__Task to complete__
With the images removed, return every line below exactly as it reads.

Stored items:
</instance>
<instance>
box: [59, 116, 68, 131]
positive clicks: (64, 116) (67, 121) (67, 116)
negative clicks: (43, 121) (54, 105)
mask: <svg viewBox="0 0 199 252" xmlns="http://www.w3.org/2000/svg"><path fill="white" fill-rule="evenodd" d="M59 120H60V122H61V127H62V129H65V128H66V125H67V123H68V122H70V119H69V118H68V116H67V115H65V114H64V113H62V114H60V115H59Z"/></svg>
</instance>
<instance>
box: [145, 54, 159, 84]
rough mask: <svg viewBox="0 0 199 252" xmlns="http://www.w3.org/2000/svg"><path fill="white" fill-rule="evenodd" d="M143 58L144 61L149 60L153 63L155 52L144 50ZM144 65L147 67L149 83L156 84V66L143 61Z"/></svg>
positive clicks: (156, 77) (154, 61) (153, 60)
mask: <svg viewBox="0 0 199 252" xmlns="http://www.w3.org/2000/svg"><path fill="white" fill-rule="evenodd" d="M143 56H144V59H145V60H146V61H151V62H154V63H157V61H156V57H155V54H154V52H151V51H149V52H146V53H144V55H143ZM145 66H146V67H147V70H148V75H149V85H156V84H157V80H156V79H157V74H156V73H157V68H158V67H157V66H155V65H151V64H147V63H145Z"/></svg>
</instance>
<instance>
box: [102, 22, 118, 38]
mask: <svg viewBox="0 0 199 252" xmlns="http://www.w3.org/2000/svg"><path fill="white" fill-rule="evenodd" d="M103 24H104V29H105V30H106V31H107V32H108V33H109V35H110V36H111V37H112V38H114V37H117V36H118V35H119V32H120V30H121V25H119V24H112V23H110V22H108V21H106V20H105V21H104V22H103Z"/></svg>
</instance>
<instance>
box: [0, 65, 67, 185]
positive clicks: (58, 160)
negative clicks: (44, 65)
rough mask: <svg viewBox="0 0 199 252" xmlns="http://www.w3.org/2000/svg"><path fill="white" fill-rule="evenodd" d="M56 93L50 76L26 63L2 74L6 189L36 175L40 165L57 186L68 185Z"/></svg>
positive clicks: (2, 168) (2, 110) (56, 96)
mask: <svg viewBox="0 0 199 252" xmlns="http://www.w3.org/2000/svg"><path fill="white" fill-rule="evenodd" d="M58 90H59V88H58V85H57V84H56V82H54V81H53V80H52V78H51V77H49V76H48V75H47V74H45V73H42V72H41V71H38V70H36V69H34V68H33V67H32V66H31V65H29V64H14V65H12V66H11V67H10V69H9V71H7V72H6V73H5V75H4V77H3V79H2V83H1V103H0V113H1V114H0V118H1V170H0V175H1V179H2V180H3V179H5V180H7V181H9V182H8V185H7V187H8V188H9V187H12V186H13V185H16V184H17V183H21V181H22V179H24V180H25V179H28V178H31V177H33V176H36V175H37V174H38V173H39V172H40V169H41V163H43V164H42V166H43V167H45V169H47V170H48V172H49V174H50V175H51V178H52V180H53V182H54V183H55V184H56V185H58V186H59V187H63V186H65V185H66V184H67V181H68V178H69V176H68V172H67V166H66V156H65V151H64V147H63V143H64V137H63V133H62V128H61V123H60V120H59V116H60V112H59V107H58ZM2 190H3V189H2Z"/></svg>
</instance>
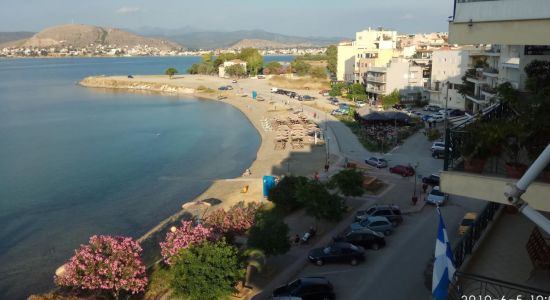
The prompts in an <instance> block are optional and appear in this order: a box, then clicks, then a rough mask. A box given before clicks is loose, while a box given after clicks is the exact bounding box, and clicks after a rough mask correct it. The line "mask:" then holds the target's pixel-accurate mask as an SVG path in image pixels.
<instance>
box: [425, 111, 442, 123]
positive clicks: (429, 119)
mask: <svg viewBox="0 0 550 300" xmlns="http://www.w3.org/2000/svg"><path fill="white" fill-rule="evenodd" d="M444 120H445V116H444V115H442V114H439V113H437V114H433V115H432V116H431V117H430V118H429V119H428V122H436V123H439V122H443V121H444Z"/></svg>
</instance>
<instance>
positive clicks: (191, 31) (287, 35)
mask: <svg viewBox="0 0 550 300" xmlns="http://www.w3.org/2000/svg"><path fill="white" fill-rule="evenodd" d="M192 30H194V28H189V27H184V28H182V29H181V31H180V32H179V33H178V30H172V31H170V32H167V31H166V30H159V29H157V30H156V31H152V30H150V28H148V30H145V31H146V35H148V36H154V37H162V38H167V39H170V40H173V41H175V42H178V43H180V44H183V45H186V46H187V47H188V48H191V49H216V48H228V47H231V46H233V45H235V44H237V43H239V42H241V41H243V40H245V41H246V40H264V41H269V42H272V43H274V44H273V45H279V46H280V47H282V48H286V47H295V46H296V45H304V46H305V47H324V46H327V45H330V44H334V43H338V42H340V41H341V40H342V39H344V38H340V37H332V38H321V37H296V36H288V35H283V34H277V33H272V32H267V31H263V30H239V31H227V32H224V31H195V32H192ZM138 32H139V31H138ZM140 33H141V34H144V32H140ZM304 46H302V47H304Z"/></svg>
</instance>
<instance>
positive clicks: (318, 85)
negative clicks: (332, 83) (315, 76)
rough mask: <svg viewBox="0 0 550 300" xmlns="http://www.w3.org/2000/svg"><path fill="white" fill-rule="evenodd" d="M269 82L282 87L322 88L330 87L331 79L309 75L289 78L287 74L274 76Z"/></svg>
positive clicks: (319, 88)
mask: <svg viewBox="0 0 550 300" xmlns="http://www.w3.org/2000/svg"><path fill="white" fill-rule="evenodd" d="M269 84H271V85H272V86H276V87H279V88H282V89H298V90H307V89H310V90H322V89H328V88H330V81H328V79H318V78H312V77H309V76H306V77H299V78H296V79H292V78H287V77H285V76H273V77H272V78H271V79H269Z"/></svg>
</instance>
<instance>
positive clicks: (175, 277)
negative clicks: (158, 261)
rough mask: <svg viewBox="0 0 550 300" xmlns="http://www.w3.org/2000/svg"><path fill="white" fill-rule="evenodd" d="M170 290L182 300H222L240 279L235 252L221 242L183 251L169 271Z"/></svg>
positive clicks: (240, 273)
mask: <svg viewBox="0 0 550 300" xmlns="http://www.w3.org/2000/svg"><path fill="white" fill-rule="evenodd" d="M170 270H171V273H172V276H173V277H172V280H171V286H172V288H173V289H174V292H175V294H176V296H179V297H182V298H185V299H199V300H202V299H225V298H229V296H230V295H231V294H232V293H233V292H234V291H235V285H236V284H237V282H238V281H239V280H241V279H242V278H243V276H244V269H243V266H242V265H241V263H240V262H239V257H238V250H237V248H235V247H233V246H231V245H228V244H227V243H225V242H224V241H218V242H215V243H209V242H203V243H201V244H199V245H194V246H192V247H190V248H187V249H183V250H181V251H180V253H179V254H178V255H177V256H176V257H175V258H174V265H173V266H172V267H171V269H170Z"/></svg>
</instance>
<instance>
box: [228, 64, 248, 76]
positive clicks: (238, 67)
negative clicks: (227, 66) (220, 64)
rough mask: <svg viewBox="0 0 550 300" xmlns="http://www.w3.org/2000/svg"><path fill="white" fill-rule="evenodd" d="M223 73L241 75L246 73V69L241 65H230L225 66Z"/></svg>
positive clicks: (230, 75)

__Solution to the problem__
</instance>
<instance>
box: [59, 116, 68, 131]
positive clicks: (64, 116) (67, 121) (67, 116)
negative clicks: (43, 121) (54, 105)
mask: <svg viewBox="0 0 199 252" xmlns="http://www.w3.org/2000/svg"><path fill="white" fill-rule="evenodd" d="M59 120H60V122H61V127H62V129H65V128H66V125H67V123H68V122H70V119H69V118H68V116H67V115H65V114H64V113H62V114H60V115H59Z"/></svg>
</instance>
<instance>
box: [145, 54, 159, 84]
rough mask: <svg viewBox="0 0 199 252" xmlns="http://www.w3.org/2000/svg"><path fill="white" fill-rule="evenodd" d="M143 58L144 61L149 60L153 63L155 52L144 50ZM144 65L147 67L149 83L156 84V66L143 61Z"/></svg>
positive clicks: (156, 77) (154, 61) (153, 60)
mask: <svg viewBox="0 0 199 252" xmlns="http://www.w3.org/2000/svg"><path fill="white" fill-rule="evenodd" d="M143 56H144V59H145V60H146V61H151V62H154V63H157V61H156V57H155V54H154V52H151V51H149V52H146V53H144V55H143ZM145 66H146V67H147V70H148V75H149V85H156V84H157V80H156V79H157V74H156V73H157V68H158V67H157V66H155V65H151V64H147V63H145Z"/></svg>
</instance>
<instance>
box: [102, 22, 118, 38]
mask: <svg viewBox="0 0 199 252" xmlns="http://www.w3.org/2000/svg"><path fill="white" fill-rule="evenodd" d="M103 24H104V29H105V30H106V31H107V32H108V33H109V35H110V36H111V37H112V38H114V37H117V36H118V35H119V32H120V30H121V25H119V24H112V23H110V22H108V21H106V20H105V21H104V22H103Z"/></svg>
</instance>
<instance>
box: [0, 65, 67, 185]
positive clicks: (58, 160)
negative clicks: (44, 65)
rough mask: <svg viewBox="0 0 199 252" xmlns="http://www.w3.org/2000/svg"><path fill="white" fill-rule="evenodd" d="M56 93L50 76L26 63L2 74L6 189L36 175L40 165L57 186L68 185Z"/></svg>
positive clicks: (2, 168) (2, 110) (56, 96)
mask: <svg viewBox="0 0 199 252" xmlns="http://www.w3.org/2000/svg"><path fill="white" fill-rule="evenodd" d="M58 90H59V88H58V85H57V84H56V82H54V81H53V80H52V78H51V77H49V76H48V75H47V74H45V73H42V72H41V71H38V70H36V69H34V68H33V67H32V66H31V65H29V64H14V65H12V66H11V67H10V69H9V71H7V72H6V73H5V75H4V77H3V79H2V83H1V103H0V113H1V114H0V118H1V170H0V175H1V179H2V180H3V179H5V180H7V181H9V182H8V185H7V187H8V188H9V187H12V186H13V185H16V184H17V183H21V181H22V179H24V180H25V179H28V178H31V177H33V176H36V175H37V174H38V173H39V172H40V169H41V163H43V164H42V166H43V167H45V169H47V170H48V172H49V174H50V175H51V178H52V180H53V182H54V183H55V184H56V185H58V186H59V187H63V186H65V185H66V184H67V181H68V178H69V176H68V172H67V166H66V156H65V151H64V147H63V143H64V137H63V133H62V128H61V123H60V120H59V116H60V112H59V107H58ZM2 190H3V189H2Z"/></svg>
</instance>
The prompts in an <instance> block are optional and appear in this order: a box, then clicks, then a rough mask. A box given before clicks is loose, while a box given after clicks is the exact bounding box, and clicks after a rough mask correct it. The line "mask:" then holds the target's pixel-accurate mask as an SVG path in image pixels.
<instance>
box: [425, 111, 442, 123]
positive clicks: (429, 119)
mask: <svg viewBox="0 0 550 300" xmlns="http://www.w3.org/2000/svg"><path fill="white" fill-rule="evenodd" d="M444 120H445V116H444V115H442V114H439V113H437V114H433V115H432V116H431V117H430V118H429V119H428V122H436V123H439V122H443V121H444Z"/></svg>
</instance>
<instance>
positive clicks: (191, 31) (287, 35)
mask: <svg viewBox="0 0 550 300" xmlns="http://www.w3.org/2000/svg"><path fill="white" fill-rule="evenodd" d="M192 30H194V28H189V27H184V28H182V29H181V31H180V32H179V33H178V30H172V31H170V32H167V31H166V30H159V29H157V30H156V31H152V30H150V28H148V30H145V31H146V35H148V36H154V37H162V38H167V39H170V40H173V41H175V42H178V43H180V44H183V45H186V46H187V47H188V48H191V49H216V48H228V47H231V46H233V45H235V44H237V43H239V42H241V41H243V40H245V41H246V40H264V41H269V42H272V43H274V44H273V45H279V46H280V47H282V48H286V47H295V46H296V45H304V46H305V47H324V46H327V45H330V44H334V43H338V42H340V41H341V40H342V39H344V38H340V37H332V38H321V37H296V36H288V35H283V34H277V33H272V32H267V31H263V30H239V31H227V32H224V31H195V32H192ZM138 32H139V31H138ZM140 33H141V34H144V32H140ZM304 46H302V47H304Z"/></svg>
</instance>
<instance>
positive clicks: (318, 85)
negative clicks: (332, 83) (315, 76)
rough mask: <svg viewBox="0 0 550 300" xmlns="http://www.w3.org/2000/svg"><path fill="white" fill-rule="evenodd" d="M269 82L282 87L322 88L330 87L331 79L309 75L289 78L287 74L274 76Z"/></svg>
positive clicks: (319, 88)
mask: <svg viewBox="0 0 550 300" xmlns="http://www.w3.org/2000/svg"><path fill="white" fill-rule="evenodd" d="M269 84H271V85H272V86H276V87H279V88H282V89H298V90H307V89H310V90H322V89H328V88H330V81H328V79H318V78H312V77H309V76H306V77H299V78H296V79H292V78H287V77H285V76H273V77H272V78H271V79H269Z"/></svg>
</instance>
<instance>
positive clicks: (175, 277)
negative clicks: (158, 261)
rough mask: <svg viewBox="0 0 550 300" xmlns="http://www.w3.org/2000/svg"><path fill="white" fill-rule="evenodd" d="M170 290L182 300H222L240 279L235 252L221 242L183 251L169 271Z"/></svg>
positive clicks: (240, 273)
mask: <svg viewBox="0 0 550 300" xmlns="http://www.w3.org/2000/svg"><path fill="white" fill-rule="evenodd" d="M170 270H171V273H172V276H173V277H172V280H171V286H172V288H173V289H174V292H175V294H176V296H179V297H182V298H185V299H199V300H202V299H225V298H229V296H230V295H231V294H232V293H233V292H234V291H235V285H236V284H237V282H238V281H239V280H241V279H242V278H243V276H244V269H243V266H242V265H241V263H240V262H239V257H238V250H237V248H235V247H233V246H231V245H228V244H227V243H225V242H224V241H218V242H215V243H209V242H203V243H201V244H199V245H194V246H192V247H190V248H187V249H183V250H181V251H180V253H179V254H178V255H177V256H176V257H175V258H174V265H173V266H172V267H171V269H170Z"/></svg>
</instance>
<instance>
box: [228, 64, 248, 76]
positive clicks: (238, 67)
negative clicks: (227, 66) (220, 64)
rough mask: <svg viewBox="0 0 550 300" xmlns="http://www.w3.org/2000/svg"><path fill="white" fill-rule="evenodd" d="M223 73L241 75L246 73V69L241 65H230L225 66Z"/></svg>
positive clicks: (230, 75)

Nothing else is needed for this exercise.